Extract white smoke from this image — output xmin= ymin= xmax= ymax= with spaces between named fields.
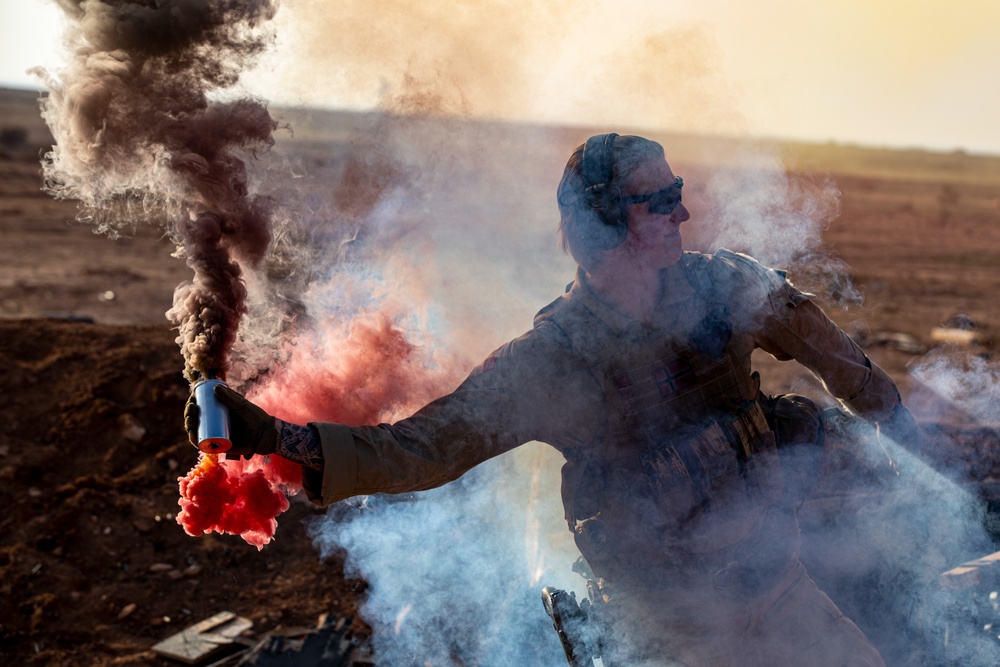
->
xmin=309 ymin=453 xmax=578 ymax=665
xmin=910 ymin=350 xmax=1000 ymax=426
xmin=692 ymin=141 xmax=858 ymax=304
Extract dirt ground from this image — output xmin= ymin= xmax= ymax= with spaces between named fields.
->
xmin=4 ymin=86 xmax=1000 ymax=665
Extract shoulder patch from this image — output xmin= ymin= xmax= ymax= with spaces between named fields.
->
xmin=712 ymin=248 xmax=814 ymax=309
xmin=713 ymin=248 xmax=787 ymax=293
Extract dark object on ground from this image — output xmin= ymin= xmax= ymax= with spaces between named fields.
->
xmin=218 ymin=614 xmax=372 ymax=667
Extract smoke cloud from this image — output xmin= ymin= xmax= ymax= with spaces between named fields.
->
xmin=35 ymin=0 xmax=279 ymax=381
xmin=177 ymin=451 xmax=294 ymax=549
xmin=33 ymin=0 xmax=305 ymax=549
xmin=310 ymin=460 xmax=570 ymax=665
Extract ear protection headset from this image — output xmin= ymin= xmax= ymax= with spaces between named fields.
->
xmin=581 ymin=132 xmax=629 ymax=248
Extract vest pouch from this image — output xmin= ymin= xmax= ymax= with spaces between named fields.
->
xmin=640 ymin=402 xmax=785 ymax=517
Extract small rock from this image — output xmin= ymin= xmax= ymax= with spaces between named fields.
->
xmin=118 ymin=414 xmax=146 ymax=443
xmin=118 ymin=603 xmax=137 ymax=620
xmin=28 ymin=487 xmax=42 ymax=498
xmin=0 ymin=444 xmax=9 ymax=457
xmin=183 ymin=564 xmax=203 ymax=577
xmin=132 ymin=518 xmax=154 ymax=534
xmin=148 ymin=563 xmax=173 ymax=573
xmin=167 ymin=569 xmax=185 ymax=581
xmin=167 ymin=458 xmax=179 ymax=472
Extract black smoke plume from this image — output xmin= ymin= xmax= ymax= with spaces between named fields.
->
xmin=35 ymin=0 xmax=279 ymax=381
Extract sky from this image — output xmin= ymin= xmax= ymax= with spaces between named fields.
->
xmin=3 ymin=0 xmax=1000 ymax=155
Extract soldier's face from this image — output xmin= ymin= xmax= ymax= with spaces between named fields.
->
xmin=622 ymin=158 xmax=690 ymax=269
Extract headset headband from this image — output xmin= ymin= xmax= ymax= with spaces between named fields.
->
xmin=581 ymin=133 xmax=619 ymax=190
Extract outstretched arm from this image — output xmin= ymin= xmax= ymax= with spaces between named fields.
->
xmin=185 ymin=327 xmax=605 ymax=507
xmin=300 ymin=333 xmax=605 ymax=505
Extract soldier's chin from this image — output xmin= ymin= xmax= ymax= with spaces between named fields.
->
xmin=664 ymin=241 xmax=683 ymax=266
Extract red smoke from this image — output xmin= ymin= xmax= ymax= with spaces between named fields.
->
xmin=254 ymin=310 xmax=462 ymax=426
xmin=177 ymin=309 xmax=464 ymax=547
xmin=177 ymin=453 xmax=292 ymax=550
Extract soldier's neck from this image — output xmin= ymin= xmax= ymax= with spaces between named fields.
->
xmin=586 ymin=261 xmax=665 ymax=322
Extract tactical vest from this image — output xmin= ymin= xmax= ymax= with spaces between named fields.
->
xmin=538 ymin=251 xmax=796 ymax=587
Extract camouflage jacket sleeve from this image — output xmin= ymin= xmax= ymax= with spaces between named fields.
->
xmin=716 ymin=249 xmax=901 ymax=423
xmin=302 ymin=323 xmax=605 ymax=506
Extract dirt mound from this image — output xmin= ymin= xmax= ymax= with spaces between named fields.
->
xmin=0 ymin=319 xmax=365 ymax=666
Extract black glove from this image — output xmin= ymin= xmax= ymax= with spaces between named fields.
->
xmin=184 ymin=385 xmax=278 ymax=459
xmin=878 ymin=401 xmax=923 ymax=458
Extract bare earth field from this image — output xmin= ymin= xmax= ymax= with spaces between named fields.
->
xmin=3 ymin=86 xmax=1000 ymax=665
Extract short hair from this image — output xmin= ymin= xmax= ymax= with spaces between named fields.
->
xmin=557 ymin=135 xmax=666 ymax=270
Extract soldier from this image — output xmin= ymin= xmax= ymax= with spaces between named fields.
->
xmin=187 ymin=133 xmax=919 ymax=665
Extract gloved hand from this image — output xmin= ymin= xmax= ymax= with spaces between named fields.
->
xmin=184 ymin=385 xmax=278 ymax=459
xmin=878 ymin=400 xmax=923 ymax=457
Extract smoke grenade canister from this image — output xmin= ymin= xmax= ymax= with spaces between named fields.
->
xmin=193 ymin=378 xmax=232 ymax=453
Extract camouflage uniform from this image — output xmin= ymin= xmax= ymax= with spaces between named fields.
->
xmin=303 ymin=249 xmax=897 ymax=666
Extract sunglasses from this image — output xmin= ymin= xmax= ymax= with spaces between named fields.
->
xmin=622 ymin=176 xmax=683 ymax=215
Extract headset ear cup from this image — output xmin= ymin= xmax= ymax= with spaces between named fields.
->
xmin=581 ymin=132 xmax=628 ymax=249
xmin=601 ymin=189 xmax=628 ymax=248
xmin=584 ymin=189 xmax=623 ymax=248
xmin=588 ymin=190 xmax=627 ymax=250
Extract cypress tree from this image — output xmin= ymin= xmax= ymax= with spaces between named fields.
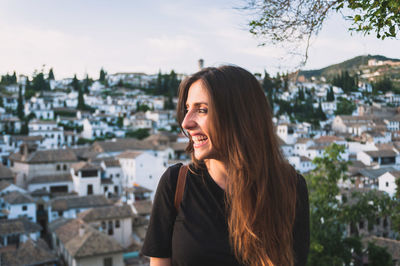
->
xmin=48 ymin=68 xmax=55 ymax=80
xmin=99 ymin=68 xmax=106 ymax=82
xmin=77 ymin=85 xmax=85 ymax=110
xmin=71 ymin=75 xmax=80 ymax=91
xmin=262 ymin=70 xmax=274 ymax=93
xmin=17 ymin=85 xmax=24 ymax=120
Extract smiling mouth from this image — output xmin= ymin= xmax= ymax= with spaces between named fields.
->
xmin=192 ymin=135 xmax=208 ymax=148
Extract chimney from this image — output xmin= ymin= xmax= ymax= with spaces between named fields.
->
xmin=19 ymin=144 xmax=29 ymax=158
xmin=198 ymin=59 xmax=204 ymax=70
xmin=79 ymin=224 xmax=85 ymax=237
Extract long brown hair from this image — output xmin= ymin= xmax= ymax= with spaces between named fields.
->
xmin=177 ymin=65 xmax=298 ymax=266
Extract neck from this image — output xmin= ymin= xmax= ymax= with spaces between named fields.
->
xmin=205 ymin=159 xmax=228 ymax=190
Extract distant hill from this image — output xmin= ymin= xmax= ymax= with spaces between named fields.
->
xmin=298 ymin=55 xmax=400 ymax=81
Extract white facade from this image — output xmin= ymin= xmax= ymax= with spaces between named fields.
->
xmin=378 ymin=172 xmax=399 ymax=197
xmin=118 ymin=152 xmax=167 ymax=197
xmin=28 ymin=120 xmax=64 ymax=149
xmin=287 ymin=156 xmax=315 ymax=173
xmin=71 ymin=167 xmax=102 ymax=196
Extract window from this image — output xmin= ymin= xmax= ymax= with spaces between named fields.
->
xmin=87 ymin=184 xmax=93 ymax=195
xmin=103 ymin=257 xmax=112 ymax=266
xmin=22 ymin=205 xmax=27 ymax=211
xmin=116 ymin=174 xmax=120 ymax=178
xmin=115 ymin=220 xmax=120 ymax=228
xmin=359 ymin=221 xmax=364 ymax=229
xmin=56 ymin=164 xmax=60 ymax=171
xmin=386 ymin=182 xmax=389 ymax=187
xmin=101 ymin=221 xmax=106 ymax=230
xmin=63 ymin=164 xmax=67 ymax=170
xmin=110 ymin=174 xmax=113 ymax=178
xmin=108 ymin=221 xmax=114 ymax=235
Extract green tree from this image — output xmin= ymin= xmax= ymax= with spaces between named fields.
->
xmin=367 ymin=242 xmax=393 ymax=266
xmin=99 ymin=68 xmax=106 ymax=82
xmin=335 ymin=97 xmax=356 ymax=115
xmin=244 ymin=0 xmax=400 ymax=63
xmin=24 ymin=78 xmax=35 ymax=100
xmin=168 ymin=70 xmax=179 ymax=97
xmin=17 ymin=85 xmax=24 ymax=120
xmin=117 ymin=115 xmax=124 ymax=128
xmin=392 ymin=177 xmax=400 ymax=235
xmin=306 ymin=144 xmax=396 ymax=265
xmin=125 ymin=128 xmax=150 ymax=140
xmin=31 ymin=72 xmax=50 ymax=92
xmin=306 ymin=144 xmax=357 ymax=265
xmin=315 ymin=102 xmax=326 ymax=121
xmin=262 ymin=70 xmax=274 ymax=93
xmin=155 ymin=70 xmax=162 ymax=94
xmin=77 ymin=85 xmax=85 ymax=110
xmin=82 ymin=74 xmax=92 ymax=93
xmin=71 ymin=75 xmax=80 ymax=91
xmin=48 ymin=68 xmax=55 ymax=80
xmin=373 ymin=76 xmax=393 ymax=94
xmin=298 ymin=87 xmax=305 ymax=101
xmin=20 ymin=120 xmax=29 ymax=135
xmin=326 ymin=87 xmax=335 ymax=102
xmin=136 ymin=102 xmax=151 ymax=112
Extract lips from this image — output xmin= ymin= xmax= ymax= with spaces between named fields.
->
xmin=192 ymin=134 xmax=209 ymax=148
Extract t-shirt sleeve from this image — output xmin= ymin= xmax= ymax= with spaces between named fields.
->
xmin=293 ymin=174 xmax=310 ymax=266
xmin=141 ymin=163 xmax=182 ymax=258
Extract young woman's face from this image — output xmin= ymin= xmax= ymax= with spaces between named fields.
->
xmin=182 ymin=80 xmax=216 ymax=161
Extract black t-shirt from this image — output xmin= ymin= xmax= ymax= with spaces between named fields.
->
xmin=142 ymin=163 xmax=310 ymax=266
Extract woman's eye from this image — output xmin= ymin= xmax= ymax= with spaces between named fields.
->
xmin=198 ymin=108 xmax=208 ymax=114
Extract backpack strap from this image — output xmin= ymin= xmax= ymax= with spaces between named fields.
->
xmin=174 ymin=164 xmax=188 ymax=212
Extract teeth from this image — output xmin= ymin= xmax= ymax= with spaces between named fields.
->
xmin=192 ymin=135 xmax=208 ymax=143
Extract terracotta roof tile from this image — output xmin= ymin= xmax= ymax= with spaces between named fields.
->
xmin=133 ymin=200 xmax=152 ymax=215
xmin=0 ymin=239 xmax=58 ymax=266
xmin=0 ymin=217 xmax=41 ymax=236
xmin=78 ymin=204 xmax=134 ymax=222
xmin=29 ymin=174 xmax=72 ymax=184
xmin=51 ymin=195 xmax=112 ymax=211
xmin=0 ymin=165 xmax=13 ymax=179
xmin=3 ymin=191 xmax=35 ymax=204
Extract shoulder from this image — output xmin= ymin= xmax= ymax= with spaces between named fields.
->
xmin=158 ymin=163 xmax=183 ymax=190
xmin=294 ymin=173 xmax=309 ymax=216
xmin=295 ymin=173 xmax=308 ymax=195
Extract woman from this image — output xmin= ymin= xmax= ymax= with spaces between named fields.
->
xmin=142 ymin=65 xmax=309 ymax=266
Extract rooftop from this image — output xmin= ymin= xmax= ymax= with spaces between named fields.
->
xmin=53 ymin=219 xmax=124 ymax=259
xmin=3 ymin=190 xmax=35 ymax=204
xmin=0 ymin=239 xmax=58 ymax=266
xmin=78 ymin=204 xmax=134 ymax=222
xmin=0 ymin=217 xmax=42 ymax=236
xmin=9 ymin=148 xmax=78 ymax=164
xmin=29 ymin=174 xmax=72 ymax=184
xmin=51 ymin=195 xmax=112 ymax=211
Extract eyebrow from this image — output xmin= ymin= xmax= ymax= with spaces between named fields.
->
xmin=185 ymin=102 xmax=209 ymax=107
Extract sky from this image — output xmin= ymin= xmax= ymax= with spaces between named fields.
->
xmin=1 ymin=0 xmax=399 ymax=79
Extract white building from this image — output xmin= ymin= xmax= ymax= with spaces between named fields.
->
xmin=378 ymin=171 xmax=400 ymax=197
xmin=71 ymin=162 xmax=102 ymax=196
xmin=117 ymin=150 xmax=167 ymax=197
xmin=49 ymin=218 xmax=124 ymax=266
xmin=2 ymin=190 xmax=37 ymax=222
xmin=28 ymin=120 xmax=64 ymax=149
xmin=78 ymin=204 xmax=135 ymax=248
xmin=49 ymin=194 xmax=112 ymax=222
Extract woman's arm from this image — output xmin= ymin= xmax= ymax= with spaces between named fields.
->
xmin=150 ymin=257 xmax=171 ymax=266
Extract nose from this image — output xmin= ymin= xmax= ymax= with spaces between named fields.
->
xmin=181 ymin=110 xmax=197 ymax=130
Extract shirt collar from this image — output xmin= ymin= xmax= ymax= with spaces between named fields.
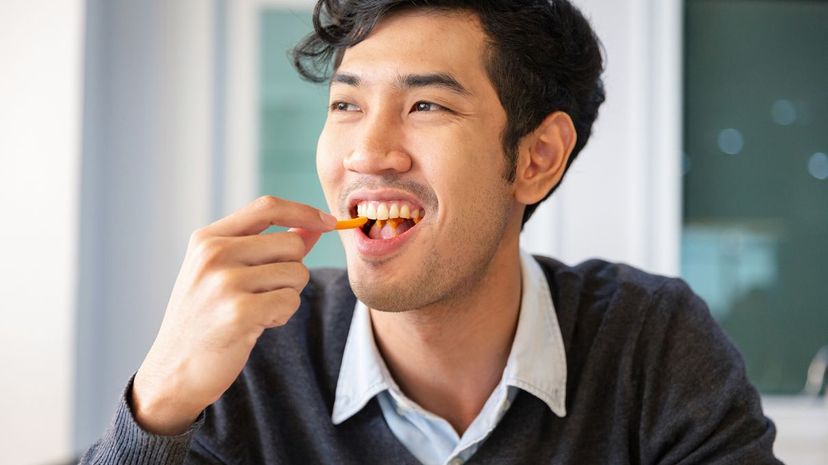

▸ **WHAT IS BEING ASKED**:
Write out each line above that contains the word "sleeve".

▸ **RESPONSE BOX**:
Extract camouflage jacket sleeve from this image — output xmin= ymin= xmax= ymax= with spaces between named fields.
Extract t-shirt sleeve from this image — output xmin= ymin= xmax= ymax= with spaces between named fields.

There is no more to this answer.